**TASK DETAILS:** Every entry below is to be copied exactly, apart from any picture it holds.

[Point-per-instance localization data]

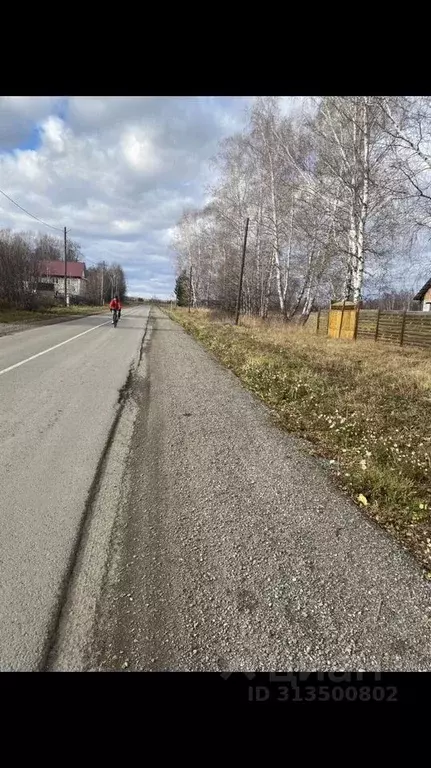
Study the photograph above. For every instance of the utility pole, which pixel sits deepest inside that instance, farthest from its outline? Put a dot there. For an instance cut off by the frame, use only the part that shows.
(102, 296)
(65, 267)
(238, 303)
(190, 287)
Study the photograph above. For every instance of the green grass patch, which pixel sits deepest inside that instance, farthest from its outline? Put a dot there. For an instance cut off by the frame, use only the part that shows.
(365, 406)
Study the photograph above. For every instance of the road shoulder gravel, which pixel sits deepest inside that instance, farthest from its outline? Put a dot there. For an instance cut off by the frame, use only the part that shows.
(233, 549)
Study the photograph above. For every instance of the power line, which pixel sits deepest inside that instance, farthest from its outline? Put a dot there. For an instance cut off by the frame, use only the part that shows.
(30, 214)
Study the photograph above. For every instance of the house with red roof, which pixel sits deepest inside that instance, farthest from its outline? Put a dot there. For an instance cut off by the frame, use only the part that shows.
(424, 295)
(51, 274)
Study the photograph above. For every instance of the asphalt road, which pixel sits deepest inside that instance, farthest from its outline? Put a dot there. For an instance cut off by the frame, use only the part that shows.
(234, 550)
(59, 389)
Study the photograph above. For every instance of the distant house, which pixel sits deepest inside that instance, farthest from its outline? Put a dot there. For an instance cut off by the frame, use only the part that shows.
(424, 295)
(51, 273)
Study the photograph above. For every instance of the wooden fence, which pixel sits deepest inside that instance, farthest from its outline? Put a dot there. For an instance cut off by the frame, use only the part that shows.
(403, 328)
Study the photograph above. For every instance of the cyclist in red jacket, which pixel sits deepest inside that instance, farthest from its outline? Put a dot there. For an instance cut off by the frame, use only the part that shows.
(116, 304)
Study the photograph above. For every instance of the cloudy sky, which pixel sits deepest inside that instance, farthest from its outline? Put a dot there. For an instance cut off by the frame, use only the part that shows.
(117, 171)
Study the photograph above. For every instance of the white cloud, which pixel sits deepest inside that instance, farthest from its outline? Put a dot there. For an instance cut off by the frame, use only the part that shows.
(117, 170)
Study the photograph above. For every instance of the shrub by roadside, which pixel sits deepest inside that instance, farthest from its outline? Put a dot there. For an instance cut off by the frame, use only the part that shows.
(365, 406)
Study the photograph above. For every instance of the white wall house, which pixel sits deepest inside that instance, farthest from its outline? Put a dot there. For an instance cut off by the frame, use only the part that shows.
(52, 272)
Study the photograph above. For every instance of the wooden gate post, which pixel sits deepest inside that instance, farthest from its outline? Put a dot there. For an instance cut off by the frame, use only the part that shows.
(377, 325)
(355, 332)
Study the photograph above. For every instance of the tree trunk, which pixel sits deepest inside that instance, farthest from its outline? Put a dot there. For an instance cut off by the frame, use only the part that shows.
(358, 277)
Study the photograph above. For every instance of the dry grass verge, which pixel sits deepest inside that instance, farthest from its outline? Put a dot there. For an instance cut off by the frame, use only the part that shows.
(26, 316)
(365, 406)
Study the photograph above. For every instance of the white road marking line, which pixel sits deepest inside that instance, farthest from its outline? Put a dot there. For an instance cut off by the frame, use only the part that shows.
(45, 351)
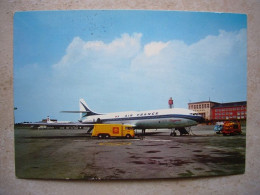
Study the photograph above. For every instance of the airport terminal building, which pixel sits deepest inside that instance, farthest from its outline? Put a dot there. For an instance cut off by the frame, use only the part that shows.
(214, 111)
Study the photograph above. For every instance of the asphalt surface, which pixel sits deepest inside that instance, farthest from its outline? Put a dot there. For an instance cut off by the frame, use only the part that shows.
(73, 154)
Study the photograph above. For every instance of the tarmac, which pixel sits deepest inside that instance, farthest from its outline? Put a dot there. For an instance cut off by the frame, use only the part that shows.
(73, 154)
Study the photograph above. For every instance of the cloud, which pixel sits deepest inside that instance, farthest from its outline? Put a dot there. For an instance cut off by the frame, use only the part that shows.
(154, 48)
(124, 74)
(171, 67)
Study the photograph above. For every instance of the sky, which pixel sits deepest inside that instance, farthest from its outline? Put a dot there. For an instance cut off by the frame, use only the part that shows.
(125, 60)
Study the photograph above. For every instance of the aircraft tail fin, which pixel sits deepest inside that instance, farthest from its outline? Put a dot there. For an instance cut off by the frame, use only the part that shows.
(83, 107)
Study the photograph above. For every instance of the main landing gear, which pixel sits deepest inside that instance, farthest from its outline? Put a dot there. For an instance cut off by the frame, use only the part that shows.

**EXERCISE RESPONSE:**
Study the photograph above. For every instance of the utility pole, which pixel sits deepest inside that instance, farthest from its outline? Put a dot there. For an instance cut off by the frame, use only the part that shows.
(102, 296)
(65, 267)
(238, 303)
(190, 287)
Study the photograph above. For every instance of the green grass patch, which pixel sits deepest inside that instance, farthest from its outline? Put a dot there. For an instance cut off by the frame, use only the part that shows.
(365, 406)
Study the photograph above. For every instance of the road shoulder gravel, which pixel sits deepest inside that instance, farthest from its outline? Put a dot there. For an instance cut off by the frame, use only the part that shows.
(233, 549)
Study the photograph above. For every instance of the power line, which pixel sits deepest inside that instance, farthest from its outline? Put a dot there. For an instance cut off by the frame, use only the part that shows.
(30, 214)
Study the photograph above. For every instance of the house with red roof, which pixel sits deepest inside that instance, farthest from its outline? Put a dot there. For an instance cut off by the frame, use only the part that shows.
(424, 295)
(51, 274)
Study the photograph above. For every instance of the asphalt road, which pixel sits deepest inside that instance, farthest from its outline? Put a dot there. For an instance cut off by the frame, use only the part that shows.
(234, 550)
(59, 389)
Study the photograph above. For every instance of the distant house, which pixel sits deepest inside that instance, farthest from its outline? Put a dot there. For an instance cut off by the frame, use only the part that shows.
(424, 295)
(51, 273)
Study the photograph above. For every instance of the wooden fence, which pixel sits deepest inside that instance, farthest from its outline? Put a dot there. For an instance cut off by the frame, use only the part that shows.
(403, 328)
Study the photograph above. For every instance of the cyclist in red jacket, which pixel sits deepest inside that instance, farthest from its outline? Put a dot there. For an instance cut off by the frame, use only the part that shows.
(116, 304)
Study the photograph above. For every instance of the cloudy sky, which pixel sits deepest inside that instance, farthest from its outline? Put a dot there. For an instance cut off by the frame, use only the part that shows.
(117, 171)
Study the photograph above. For every instance of the white cloud, which pixel sits deepest inside that instance, farthest from its outline? Put a dot there. For an instance cut off by the frame, use only the part that shows.
(117, 170)
Study the photograph above. For every instance of the shrub by roadside, which pixel sits deepest inside that instance, farthest from its outline? Put a dot there. For an instance cut off by the frame, use only the part that shows.
(365, 406)
Study the photograph above. For every instance of the white wall house, which pixel sits deepest inside that instance, farthest from its outline? Put a dot there. For an instance cut off by the frame, use only the part that shows.
(52, 272)
Study the photograph above. For every instance of the wooden gate post, which pixel sits deepest inside that instance, farthest from its outline? Put a dot there. For an instance cut off by the frame, use only the part that shows.
(377, 325)
(355, 332)
Study the photograph above. For every instance of the tree trunk, which pixel sits deepest inside that instance, farthest from its outline? Put a dot there. For an instance cut off by the frame, use only the part that shows.
(358, 277)
Study the photograph above. For every instance of the dry grass verge, which pixel sits deepest inside that instance, farthest from its outline? Put a dot there. For an instance cut off by the frame, use only the part that shows.
(26, 316)
(365, 406)
Study the photograph above. For every instance of the white road marking line, which pixel sits deepest inside that instance, farthest from its outline? Put a dot there. For an instance cut off by the frame, use only the part that shows.
(45, 351)
Study the photograph above. For every instance of the airport terminal building, which pixel sits deepest inside that instance, farthest from its outline? Put a dot there. For an instance cut off by the frame, use only the part that shows.
(214, 111)
Study the photograph above. For every instance of the asphalt surface, which pixel sits deepest inside that instance, farthest from its outline? Put a dot there. For an instance cut off by the frame, use only the part that shows.
(73, 154)
Study the photograph above. For every instance of the tarmac, which pixel sits deepest inside that instance, farthest from its outline? Put a dot there. For an instance cut off by the frame, use only the part that shows.
(73, 154)
Study the photograph above. For every instance of the cloud, which pixel sits deepest inside that instance, farthest from its outline? Put a dot there. For an instance cut off by the frame, use only the part that shows.
(154, 48)
(124, 74)
(171, 67)
Study the photograph above. For every instance of the sky, which pixel sits deepest inside that instance, farthest from its outline? Put a dot there. For an instance cut off by the frame, use only the part that shows.
(125, 60)
Study the photograph above. For every instance of the aircraft tail fin, which pixel sits deepest inside that instance, farthest from its outline? Put a dot there. For an instance cut off by the frame, use only the part that shows.
(83, 107)
Study the photograph above. For every instance of the main landing gear, which pixel sits deepest inside that instance, farthest from its outline? Put a dot there. For an instance cut off by the frame, use only the part that shows.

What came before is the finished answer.